__RECORDS SHOWN__:
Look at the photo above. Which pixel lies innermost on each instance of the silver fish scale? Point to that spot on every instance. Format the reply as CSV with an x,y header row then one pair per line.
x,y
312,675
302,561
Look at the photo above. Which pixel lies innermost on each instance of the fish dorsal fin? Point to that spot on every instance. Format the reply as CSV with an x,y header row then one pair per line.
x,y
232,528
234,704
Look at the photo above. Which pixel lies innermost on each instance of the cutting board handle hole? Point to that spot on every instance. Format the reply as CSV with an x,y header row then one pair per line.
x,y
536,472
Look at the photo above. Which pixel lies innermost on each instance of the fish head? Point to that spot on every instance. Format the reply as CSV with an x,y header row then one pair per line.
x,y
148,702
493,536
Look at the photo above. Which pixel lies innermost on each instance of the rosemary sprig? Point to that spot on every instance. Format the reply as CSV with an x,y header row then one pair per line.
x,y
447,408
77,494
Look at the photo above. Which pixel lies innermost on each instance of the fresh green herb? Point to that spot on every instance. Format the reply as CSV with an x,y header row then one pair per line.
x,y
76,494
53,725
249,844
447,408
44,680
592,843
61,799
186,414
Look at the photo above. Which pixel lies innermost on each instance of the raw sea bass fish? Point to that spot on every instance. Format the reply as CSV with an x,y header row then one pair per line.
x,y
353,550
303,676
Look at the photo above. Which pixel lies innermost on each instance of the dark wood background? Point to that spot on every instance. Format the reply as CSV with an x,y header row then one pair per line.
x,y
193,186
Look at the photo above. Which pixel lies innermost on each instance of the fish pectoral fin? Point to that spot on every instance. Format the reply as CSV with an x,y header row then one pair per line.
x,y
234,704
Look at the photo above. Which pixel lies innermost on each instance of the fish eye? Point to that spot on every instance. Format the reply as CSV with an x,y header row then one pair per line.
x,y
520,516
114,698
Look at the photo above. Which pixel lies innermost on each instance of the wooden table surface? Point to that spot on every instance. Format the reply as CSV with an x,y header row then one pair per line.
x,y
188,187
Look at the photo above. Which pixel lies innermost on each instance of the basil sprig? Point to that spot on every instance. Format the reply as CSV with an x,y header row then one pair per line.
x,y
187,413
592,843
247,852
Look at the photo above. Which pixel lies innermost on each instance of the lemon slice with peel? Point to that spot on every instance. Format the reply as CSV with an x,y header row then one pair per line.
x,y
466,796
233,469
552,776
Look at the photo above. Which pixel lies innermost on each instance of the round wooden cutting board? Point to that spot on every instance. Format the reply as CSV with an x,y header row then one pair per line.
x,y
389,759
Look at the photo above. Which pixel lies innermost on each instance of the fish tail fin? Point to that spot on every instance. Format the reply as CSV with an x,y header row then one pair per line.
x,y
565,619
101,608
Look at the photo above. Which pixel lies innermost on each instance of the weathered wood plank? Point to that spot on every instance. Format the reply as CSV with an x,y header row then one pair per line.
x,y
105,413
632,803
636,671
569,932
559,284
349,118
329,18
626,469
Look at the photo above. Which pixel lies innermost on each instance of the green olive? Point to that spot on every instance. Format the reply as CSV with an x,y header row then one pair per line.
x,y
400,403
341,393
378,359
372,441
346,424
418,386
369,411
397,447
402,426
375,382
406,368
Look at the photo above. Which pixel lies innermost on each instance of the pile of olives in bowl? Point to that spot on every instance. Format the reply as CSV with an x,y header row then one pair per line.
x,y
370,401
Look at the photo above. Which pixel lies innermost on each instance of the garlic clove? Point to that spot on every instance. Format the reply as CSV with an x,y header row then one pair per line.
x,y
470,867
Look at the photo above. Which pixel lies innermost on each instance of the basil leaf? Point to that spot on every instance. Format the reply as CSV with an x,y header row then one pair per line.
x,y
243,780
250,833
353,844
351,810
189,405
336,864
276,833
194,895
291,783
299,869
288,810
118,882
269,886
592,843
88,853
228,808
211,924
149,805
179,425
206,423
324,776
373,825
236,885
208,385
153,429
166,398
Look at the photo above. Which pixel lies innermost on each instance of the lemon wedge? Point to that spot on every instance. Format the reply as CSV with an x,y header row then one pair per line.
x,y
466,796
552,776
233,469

__ACTION ITEM__:
Write out every line of the data exactly, leaving nothing out.

__ANSWER FOR THIS EXERCISE__:
Look at the photo above. Which pixel lies innermost on each instance of the silver fish scale? Point to that spot on every instance. Format the reply as CSV with an x,y header row then one pair per line.
x,y
312,675
302,561
Look at the photo above. Which pixel lies innermost on each instance of the fish dorsal fin? Point to that spot on every instance. Format the reply as CSV with an x,y header row then one pair per line.
x,y
232,528
234,704
Look at the photo above. Which pixel lies innermost on each instance of the cutting board handle hole? Point to that spot on every instance. Format the reply as CSV with an x,y header row then one pair per line.
x,y
536,472
Look at the photo above. Which pixel lies innermost on each instance of the fish head? Point to that spot on every instance. Format the reply as CSV with an x,y header row then one pair per line.
x,y
148,702
493,536
Look at the photo above. Which pixel lies innermost on each instance of the rosemary sprig? Point to that spot on every instance. Format the reply as CSV with an x,y header row then one pair per line.
x,y
447,408
77,494
Look at the photo above. Which pixel lies innermost on each instance of the fresh green herb? Point to that spot on every instance. Format the reply as CSV with an x,y header row then one pair per line.
x,y
76,494
53,725
249,844
447,408
44,680
592,843
61,799
186,414
Look at the photo above. Which pixel lies innermost on each instance of the raw sea bass fish? Point to that spot on every instance. Format the reply as CSV with an x,y header row then one pair per line.
x,y
353,550
303,676
Look at the photo above. Which pixel lies innermost on each instance of the dark wood background? Point to that spot on every instance. Format the reply as CSV with an x,y header row then one pair per line.
x,y
193,186
Look at the photo above. Which pixel lies innermost on each instance of the fish pectoral fin? Point to that spot on every instance. Format the reply as CSV with an x,y header row then one pair per line.
x,y
234,704
Look at the photo above. Which pixel lies innermost on each instance of the fish eye? Point to that spot on every instance. Format the reply as CSV with an x,y header row then one pair per line.
x,y
520,516
114,698
Look at the photo above. Which pixel lies innermost on each instance of the wooden table surface? Point to that spot on every instance. Format the reply as CSV with an x,y header row then one pair per line.
x,y
188,187
Look at the photo above. Which pixel lies innermost on each instance of the basil sprig? Point to that spot on every instance. Format the reply as CSV with an x,y header row then one pair per line.
x,y
187,413
592,843
247,852
Look at the photo above. Which pixel lies innermost on each instance of the lemon slice with peel? Point to that spot on every instance. Format the reply as CSV with an x,y header row then one pair per line.
x,y
466,796
233,469
552,776
Look at the photo above. Which pixel lies innermost on each instance of the round wooden cutting board? Point to that spot on every instance. Format the reply as CSV with an x,y header row then one pair per line.
x,y
389,759
Look at the photo above. Which pixel lies innermost on each instance of the fish tail fin? Point to that spot on every instance. Format the reply as CSV with an x,y header row then one pair per line.
x,y
565,619
101,608
Look at the photo above. Which pixel lies innermost on each instance of the weathered wood plank? Point to that spot on every instance. Format the reply as CSV with an x,y header row then one pair per line.
x,y
105,413
632,803
636,671
569,932
559,284
349,118
329,18
626,469
Look at the photo above. Which pixel lies innermost on each instance of the green olive? Point to that spot on every instance. Format the reply as CSV with an x,y header row then one pair per line.
x,y
400,403
341,393
378,359
372,441
346,424
418,386
369,411
397,447
402,426
375,382
406,368
Look at the photo above. Which pixel lies innermost on each instance of the pile of olives in bowl? Point to that spot on every instance. Format the reply as CSV with an x,y header row then one pair per line.
x,y
370,401
Look at the photo above. Which pixel lies innermost on each instance of the garlic clove? Point to that spot on every instance. Format the reply as CSV with an x,y header row then one pair per line.
x,y
470,867
Look at the photo above. Which pixel lies innermost on each instance of the basil leaf? Point to that spot on every instance. Format the reply as CSV with an x,y header row then one pair per line.
x,y
243,780
250,833
353,844
351,810
189,405
336,864
276,833
194,895
291,783
299,869
288,810
118,882
269,886
592,843
88,853
228,808
211,924
149,805
179,425
206,423
324,776
373,825
236,885
208,385
153,429
166,398
Look at the photo above. Which pixel lies innermost on each instance of the lemon wedge? Point to that spot on every instance. Format the reply as CSV with an x,y header row then one pair per line.
x,y
466,796
552,776
233,469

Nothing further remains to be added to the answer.